§ **FRAGMENTO PROPORCIONADO**:
#####
2. La Iglesia transmite la fe que ella misma vive

Por lo tanto, la transmisión de la fe es una dinámica muy compleja que implica en modo total la fe de los cristianos y la vida de la Iglesia. No se puede transmitir aquello en lo cual no se cree y no se vive. Un signo de fe consolidada y madura es, precisamente, la naturalidad con la cual comunicamos la fe a los otros. «Llamó a los que él quiso… para que estuvieran con él, y para enviarlos a predicar…» (Mc 3, 13-14). No se puede transmitir el Evangelio sin saber lo que significa “estar” con Jesús, vivir en el Espíritu de Jesús la experiencia del Padre; así también, paralelamente, la experiencia de “estar” con Jesús impulsa al anuncio, a la proclamación, al compartir lo que se ha vivido, habiéndolo experimentado como bueno, positivo y bello.
#####
§ **ENTRADAS DE DATOS**:
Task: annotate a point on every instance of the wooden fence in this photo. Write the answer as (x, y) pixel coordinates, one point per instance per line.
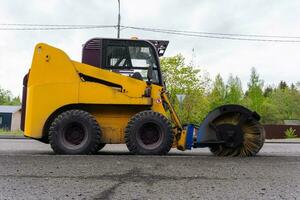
(277, 131)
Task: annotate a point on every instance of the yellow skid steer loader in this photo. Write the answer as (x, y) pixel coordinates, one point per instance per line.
(116, 95)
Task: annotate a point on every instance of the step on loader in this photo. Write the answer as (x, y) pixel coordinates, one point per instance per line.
(117, 95)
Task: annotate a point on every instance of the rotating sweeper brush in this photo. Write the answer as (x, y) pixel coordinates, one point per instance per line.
(247, 143)
(230, 130)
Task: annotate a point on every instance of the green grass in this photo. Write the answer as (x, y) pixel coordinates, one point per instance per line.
(14, 133)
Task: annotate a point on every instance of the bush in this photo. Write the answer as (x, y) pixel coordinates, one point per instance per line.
(290, 133)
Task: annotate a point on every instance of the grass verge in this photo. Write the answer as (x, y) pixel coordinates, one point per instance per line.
(13, 133)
#####
§ **EJERCICIOS POR RESOLVER**:
- 1) Devuelve, sin cambio alguno, la parte del fragmento sobre la transmisión de la fe que comienza en las palabras "Por lo tanto, la" y termina después de "positivo y bello.".
- 2) Responde estas preguntas según el fragmento sobre la transmisión de la fe:
(a) ¿Qué es lo que, según el texto, no se puede transmitir?
(b) ¿Qué se presenta como signo de una fe consolidada y madura?
(c) ¿Qué referencia bíblica acompaña la cita «Llamó a los que él quiso…»?
- 3) Prolonga el fragmento sobre la transmisión de la fe a partir de su última oración.

§ **RESULTADOS DEL EJERCICIO**:
- 1)
Por lo tanto, la transmisión de la fe es una dinámica muy compleja que implica en modo total la fe de los cristianos y la vida de la Iglesia. No se puede transmitir aquello en lo cual no se cree y no se vive. Un signo de fe consolidada y madura es, precisamente, la naturalidad con la cual comunicamos la fe a los otros. «Llamó a los que él quiso… para que estuvieran con él, y para enviarlos a predicar…» (Mc 3, 13-14). No se puede transmitir el Evangelio sin saber lo que significa “estar” con Jesús, vivir en el Espíritu de Jesús la experiencia del Padre; así también, paralelamente, la experiencia de “estar” con Jesús impulsa al anuncio, a la proclamación, al compartir lo que se ha vivido, habiéndolo experimentado como bueno, positivo y bello.

- 2)
(a) Aquello en lo cual no se cree y no se vive.
(b) La naturalidad con la cual comunicamos la fe a los otros.
(c) Mc 3, 13-14.

- 3)
Dicho mandato del anuncio y de la proclamación no está reservado a algunos en particular, a pocos elegidos. Es un don ofrecido cada hombre que responde confiadamente a la llamada de fe. La transmisión de la fe no es una acción especializada, que pueda ser adjudicada a algún grupo o a algún individuo expresamente designado. Es la experiencia de cada cristiano y de toda la Iglesia, que en esta acción descubre continuamente la propia identidad de pueblo convocado por el Espíritu, que nos reúne impidiendo que caigamos en la dispersión de nuestra cotidianidad, para vivir la presencia de Cristo entre nosotros, y para descubrir así el verdadero rostro de Dios, que es nuestro Padre. «Los fieles laicos – debido a su participación en el oficio profético de Cristo – están plenamente implicados en esta tarea de la Iglesia. En concreto, les corresponde testificar cómo la fe cristiana – más o menos conscientemente percibida e invocada por todos – constituye la única respuesta plenamente válida a los problemas y expectativas que la vida plantea a cada hombre y a cada sociedad. Esto será posible si los fieles laicos saben superar en ellos mismos la fractura entre el Evangelio y la vida, recomponiendo en su vida familiar cotidiana, en el trabajo y en la sociedad, esa unidad de vida que en el Evangelio encuentra inspiración y fuerza para realizarse en plenitud».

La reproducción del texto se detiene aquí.